[Extracted records]
— BEGIN —

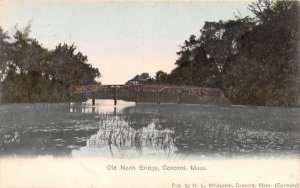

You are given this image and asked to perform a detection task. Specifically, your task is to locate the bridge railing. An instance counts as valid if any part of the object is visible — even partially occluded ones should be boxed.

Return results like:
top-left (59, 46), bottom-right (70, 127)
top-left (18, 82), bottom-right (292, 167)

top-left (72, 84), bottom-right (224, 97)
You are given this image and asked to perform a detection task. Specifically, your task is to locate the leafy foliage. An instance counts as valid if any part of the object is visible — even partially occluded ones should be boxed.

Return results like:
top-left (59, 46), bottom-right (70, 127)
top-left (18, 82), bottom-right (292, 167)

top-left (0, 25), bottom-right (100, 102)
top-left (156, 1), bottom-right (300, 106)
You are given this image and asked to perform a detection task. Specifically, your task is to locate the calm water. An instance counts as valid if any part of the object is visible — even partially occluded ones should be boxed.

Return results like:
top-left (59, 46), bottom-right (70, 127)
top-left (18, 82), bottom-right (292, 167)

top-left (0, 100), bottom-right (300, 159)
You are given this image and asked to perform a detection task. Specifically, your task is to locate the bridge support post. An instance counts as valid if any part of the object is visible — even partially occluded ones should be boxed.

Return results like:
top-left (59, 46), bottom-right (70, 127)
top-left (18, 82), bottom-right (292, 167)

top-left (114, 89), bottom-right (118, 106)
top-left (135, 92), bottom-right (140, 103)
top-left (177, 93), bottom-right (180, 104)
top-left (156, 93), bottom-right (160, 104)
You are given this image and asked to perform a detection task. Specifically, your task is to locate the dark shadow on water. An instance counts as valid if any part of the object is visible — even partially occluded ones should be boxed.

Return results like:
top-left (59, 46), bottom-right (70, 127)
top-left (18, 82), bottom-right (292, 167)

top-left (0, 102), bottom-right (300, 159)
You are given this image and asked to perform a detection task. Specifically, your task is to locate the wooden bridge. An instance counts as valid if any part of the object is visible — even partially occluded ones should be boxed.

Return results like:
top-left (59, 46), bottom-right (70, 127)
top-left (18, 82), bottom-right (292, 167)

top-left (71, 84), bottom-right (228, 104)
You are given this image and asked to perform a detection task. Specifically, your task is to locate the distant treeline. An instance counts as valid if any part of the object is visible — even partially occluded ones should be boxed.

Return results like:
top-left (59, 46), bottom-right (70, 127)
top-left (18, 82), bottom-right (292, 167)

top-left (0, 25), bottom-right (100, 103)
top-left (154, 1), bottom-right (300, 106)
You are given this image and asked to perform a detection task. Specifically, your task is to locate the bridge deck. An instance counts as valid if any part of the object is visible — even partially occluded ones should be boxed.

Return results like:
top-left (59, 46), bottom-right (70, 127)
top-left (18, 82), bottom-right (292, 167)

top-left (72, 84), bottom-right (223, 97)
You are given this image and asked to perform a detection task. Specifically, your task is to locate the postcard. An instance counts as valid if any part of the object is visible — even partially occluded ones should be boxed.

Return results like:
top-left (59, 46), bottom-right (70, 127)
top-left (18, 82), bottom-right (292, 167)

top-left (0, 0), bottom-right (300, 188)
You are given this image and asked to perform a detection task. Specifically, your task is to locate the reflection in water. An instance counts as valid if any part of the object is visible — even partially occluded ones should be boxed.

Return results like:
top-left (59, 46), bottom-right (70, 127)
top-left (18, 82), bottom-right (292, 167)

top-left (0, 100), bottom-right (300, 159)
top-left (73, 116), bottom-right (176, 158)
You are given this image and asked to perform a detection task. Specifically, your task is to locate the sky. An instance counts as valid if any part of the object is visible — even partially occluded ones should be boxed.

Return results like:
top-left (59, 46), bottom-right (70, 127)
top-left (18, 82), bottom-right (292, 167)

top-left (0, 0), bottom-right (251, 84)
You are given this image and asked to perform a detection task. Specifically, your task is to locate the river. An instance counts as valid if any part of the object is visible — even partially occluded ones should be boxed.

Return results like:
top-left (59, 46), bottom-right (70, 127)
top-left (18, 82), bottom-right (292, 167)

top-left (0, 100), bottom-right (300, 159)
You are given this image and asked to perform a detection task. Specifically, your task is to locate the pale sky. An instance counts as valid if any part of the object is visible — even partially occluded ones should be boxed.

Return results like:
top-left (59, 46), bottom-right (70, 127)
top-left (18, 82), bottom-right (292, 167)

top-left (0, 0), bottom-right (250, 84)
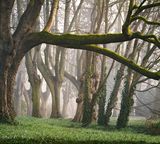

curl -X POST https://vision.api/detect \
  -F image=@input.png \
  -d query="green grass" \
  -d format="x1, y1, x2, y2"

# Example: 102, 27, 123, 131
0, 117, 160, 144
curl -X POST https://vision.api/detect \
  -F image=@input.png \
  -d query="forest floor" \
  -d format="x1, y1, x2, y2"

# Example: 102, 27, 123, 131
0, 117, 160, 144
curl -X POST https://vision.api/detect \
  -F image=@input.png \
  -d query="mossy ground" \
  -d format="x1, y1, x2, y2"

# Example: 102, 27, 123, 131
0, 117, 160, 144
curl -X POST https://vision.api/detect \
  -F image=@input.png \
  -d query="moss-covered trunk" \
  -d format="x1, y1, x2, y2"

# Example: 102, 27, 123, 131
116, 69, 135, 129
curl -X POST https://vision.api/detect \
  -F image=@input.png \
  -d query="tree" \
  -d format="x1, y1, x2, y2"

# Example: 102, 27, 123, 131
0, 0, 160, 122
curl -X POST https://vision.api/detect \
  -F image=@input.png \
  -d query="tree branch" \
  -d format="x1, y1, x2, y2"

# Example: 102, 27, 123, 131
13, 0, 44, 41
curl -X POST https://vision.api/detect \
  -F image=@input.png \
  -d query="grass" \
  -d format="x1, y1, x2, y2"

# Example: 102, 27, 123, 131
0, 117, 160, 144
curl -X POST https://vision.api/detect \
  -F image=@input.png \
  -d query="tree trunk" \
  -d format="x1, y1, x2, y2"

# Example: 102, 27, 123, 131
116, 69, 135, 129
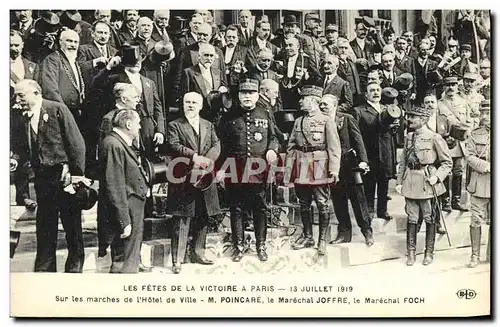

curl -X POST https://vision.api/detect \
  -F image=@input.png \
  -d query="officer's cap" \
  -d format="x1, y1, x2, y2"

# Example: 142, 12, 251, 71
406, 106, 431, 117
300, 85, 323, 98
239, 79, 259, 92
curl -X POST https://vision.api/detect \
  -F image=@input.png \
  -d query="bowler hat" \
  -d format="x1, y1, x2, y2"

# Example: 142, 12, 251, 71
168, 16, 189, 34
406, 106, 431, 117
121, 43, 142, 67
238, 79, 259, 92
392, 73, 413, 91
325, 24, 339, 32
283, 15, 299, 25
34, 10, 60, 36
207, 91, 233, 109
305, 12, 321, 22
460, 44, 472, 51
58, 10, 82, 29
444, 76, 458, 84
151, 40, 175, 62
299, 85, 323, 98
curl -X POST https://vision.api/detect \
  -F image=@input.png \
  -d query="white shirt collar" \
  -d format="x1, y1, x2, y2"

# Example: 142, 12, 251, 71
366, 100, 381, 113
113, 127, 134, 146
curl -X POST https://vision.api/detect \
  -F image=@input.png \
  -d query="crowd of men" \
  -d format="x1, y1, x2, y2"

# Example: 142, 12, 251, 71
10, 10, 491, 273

— END —

--- Objective ---
Copy the listing lines between the line holding "locate the river." and the line holding "0, 0, 160, 122", inclusive, renaming each "input.png" to "upload.png" and keeping everything else unchanged. Leave the pictures out.

--- The result ---
You are given this image and asked to perform a detection task. Specifically, your task is to locate the river. An instance counts as valid if any part of the object is visible — even partially occluded ones should be boxed.

Return results like:
top-left (59, 46), bottom-right (70, 127)
top-left (18, 82), bottom-right (292, 167)

top-left (0, 100), bottom-right (300, 159)
You are given this image and asked to perform a detection task. Specifically, your task is to locate the pale sky. An instance counts as valid if any part of the object is visible — even partially occluded ones should be boxed.

Return results like:
top-left (59, 46), bottom-right (70, 127)
top-left (18, 82), bottom-right (292, 167)

top-left (0, 0), bottom-right (250, 84)

curl -X POST https://vision.api/detect \
  -F image=@upload.png \
  -d query="green grass" \
  -d format="x1, y1, x2, y2"

# Example: 102, 27, 123, 131
0, 117, 160, 144
curl -X POST https://vision.api/detect \
  -F image=@upload.png \
  -d query="forest floor" \
  -d format="x1, y1, x2, y2"

# Example: 102, 27, 123, 131
0, 117, 160, 144
curl -X POST https://vision.api/detect \
  -F image=@upload.png \
  -d query="mossy ground" \
  -d format="x1, y1, x2, y2"

# Example: 102, 27, 123, 131
0, 117, 160, 144
curl -X POST https://vision.api/detect \
  -F image=@upload.png \
  -d query="moss-covered trunk" \
  -d format="x1, y1, x2, y2"

# Example: 102, 27, 123, 131
116, 69, 135, 129
curl -X POST https://vision.api/detect \
  -F image=@upload.png \
  -d query="tree" \
  -d format="x1, y1, x2, y2"

# Example: 102, 27, 123, 131
0, 0, 160, 122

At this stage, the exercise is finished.